BEGIN Records shown

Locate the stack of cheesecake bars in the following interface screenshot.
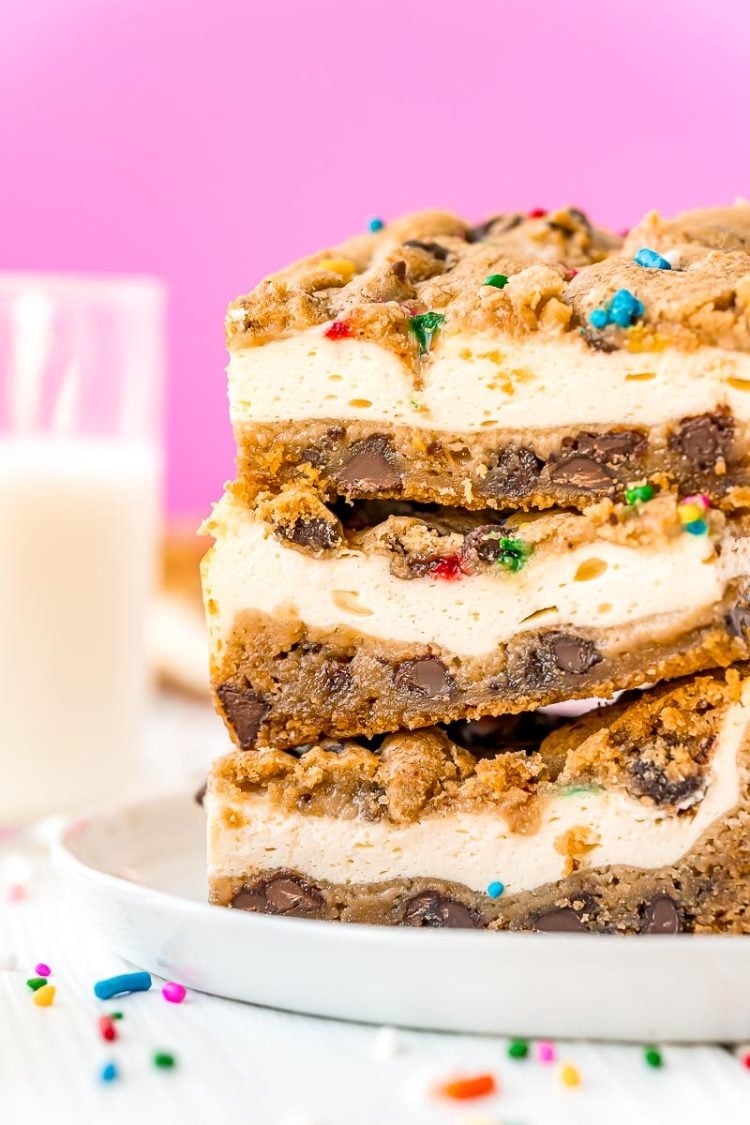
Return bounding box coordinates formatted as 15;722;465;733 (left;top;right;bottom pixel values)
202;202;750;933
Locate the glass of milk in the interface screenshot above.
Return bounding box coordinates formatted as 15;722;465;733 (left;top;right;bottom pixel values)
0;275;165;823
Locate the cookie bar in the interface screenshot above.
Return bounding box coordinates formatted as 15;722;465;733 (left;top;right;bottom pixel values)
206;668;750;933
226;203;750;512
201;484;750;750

END Records shown
BEGIN Records shown

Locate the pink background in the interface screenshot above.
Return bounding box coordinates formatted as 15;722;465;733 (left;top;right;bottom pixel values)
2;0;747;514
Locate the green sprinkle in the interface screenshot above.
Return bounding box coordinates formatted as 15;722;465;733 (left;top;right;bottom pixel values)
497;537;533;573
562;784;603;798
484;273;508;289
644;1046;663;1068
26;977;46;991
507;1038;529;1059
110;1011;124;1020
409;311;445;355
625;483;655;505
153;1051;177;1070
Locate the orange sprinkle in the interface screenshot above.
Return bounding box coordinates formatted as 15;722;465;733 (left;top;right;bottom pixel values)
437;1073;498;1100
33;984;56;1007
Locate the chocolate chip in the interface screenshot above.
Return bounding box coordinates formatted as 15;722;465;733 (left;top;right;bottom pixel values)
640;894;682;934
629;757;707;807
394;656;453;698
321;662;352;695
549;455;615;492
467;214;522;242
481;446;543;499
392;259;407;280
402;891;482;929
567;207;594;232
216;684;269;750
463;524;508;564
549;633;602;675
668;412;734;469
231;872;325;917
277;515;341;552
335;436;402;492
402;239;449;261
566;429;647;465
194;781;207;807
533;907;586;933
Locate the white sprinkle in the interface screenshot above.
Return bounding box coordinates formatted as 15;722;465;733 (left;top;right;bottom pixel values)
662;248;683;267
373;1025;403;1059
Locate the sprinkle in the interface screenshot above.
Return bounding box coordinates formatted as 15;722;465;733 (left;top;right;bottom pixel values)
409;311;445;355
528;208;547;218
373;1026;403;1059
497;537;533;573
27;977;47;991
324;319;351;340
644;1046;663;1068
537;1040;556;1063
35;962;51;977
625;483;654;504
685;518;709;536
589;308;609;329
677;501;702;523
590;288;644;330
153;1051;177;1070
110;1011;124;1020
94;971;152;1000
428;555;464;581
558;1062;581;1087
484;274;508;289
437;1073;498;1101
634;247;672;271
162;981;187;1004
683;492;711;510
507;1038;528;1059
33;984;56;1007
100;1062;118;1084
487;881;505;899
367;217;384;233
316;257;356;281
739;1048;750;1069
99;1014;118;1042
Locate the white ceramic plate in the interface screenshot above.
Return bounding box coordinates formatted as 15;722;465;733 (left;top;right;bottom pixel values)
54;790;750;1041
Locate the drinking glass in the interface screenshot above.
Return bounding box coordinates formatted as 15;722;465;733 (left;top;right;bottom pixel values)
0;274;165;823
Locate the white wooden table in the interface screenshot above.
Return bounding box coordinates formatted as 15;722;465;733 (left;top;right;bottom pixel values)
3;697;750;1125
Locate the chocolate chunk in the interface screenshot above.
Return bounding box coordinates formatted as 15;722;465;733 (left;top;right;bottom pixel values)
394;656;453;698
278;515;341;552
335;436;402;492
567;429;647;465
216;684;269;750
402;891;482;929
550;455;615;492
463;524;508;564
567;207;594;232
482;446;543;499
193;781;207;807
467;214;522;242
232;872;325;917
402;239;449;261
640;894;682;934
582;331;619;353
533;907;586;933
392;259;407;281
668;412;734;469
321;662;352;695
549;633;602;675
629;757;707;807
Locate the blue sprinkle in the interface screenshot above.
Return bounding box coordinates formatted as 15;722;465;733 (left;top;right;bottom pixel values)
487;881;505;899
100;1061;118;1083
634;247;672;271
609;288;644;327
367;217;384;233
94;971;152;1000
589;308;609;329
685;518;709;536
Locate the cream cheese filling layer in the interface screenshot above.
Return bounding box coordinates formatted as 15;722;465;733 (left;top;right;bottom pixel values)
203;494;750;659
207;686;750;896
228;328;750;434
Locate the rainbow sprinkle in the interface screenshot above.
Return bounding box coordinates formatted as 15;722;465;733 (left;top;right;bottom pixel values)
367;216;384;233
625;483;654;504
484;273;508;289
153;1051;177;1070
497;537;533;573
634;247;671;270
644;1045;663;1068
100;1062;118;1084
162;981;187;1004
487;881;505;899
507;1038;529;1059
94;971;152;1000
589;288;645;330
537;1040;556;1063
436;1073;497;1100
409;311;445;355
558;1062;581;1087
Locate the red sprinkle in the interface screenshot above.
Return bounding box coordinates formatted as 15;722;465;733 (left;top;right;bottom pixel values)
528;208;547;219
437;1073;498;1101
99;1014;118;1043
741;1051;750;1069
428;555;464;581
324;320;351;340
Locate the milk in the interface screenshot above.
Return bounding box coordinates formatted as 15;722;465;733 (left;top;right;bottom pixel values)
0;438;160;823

END Records shown

§ **Task item**
Although pictures appear among the records above, none are to be output; print exactly the lines from the line containing "Locate the stack" through the line containing "Locate the cookie".

§ **Finished exercise**
Locate the stack of cheesecake bars in the following interface screenshot.
Return bounding box coordinates formatted as 15;722;465;733 (left;top;right;bottom pixel values)
202;202;750;933
Locate the glass of milk in the interface screenshot above.
Return bounding box coordinates formatted as 15;722;465;733 (left;top;right;bottom pixel values)
0;275;165;823
Locate the cookie bar in the interface screenshot above.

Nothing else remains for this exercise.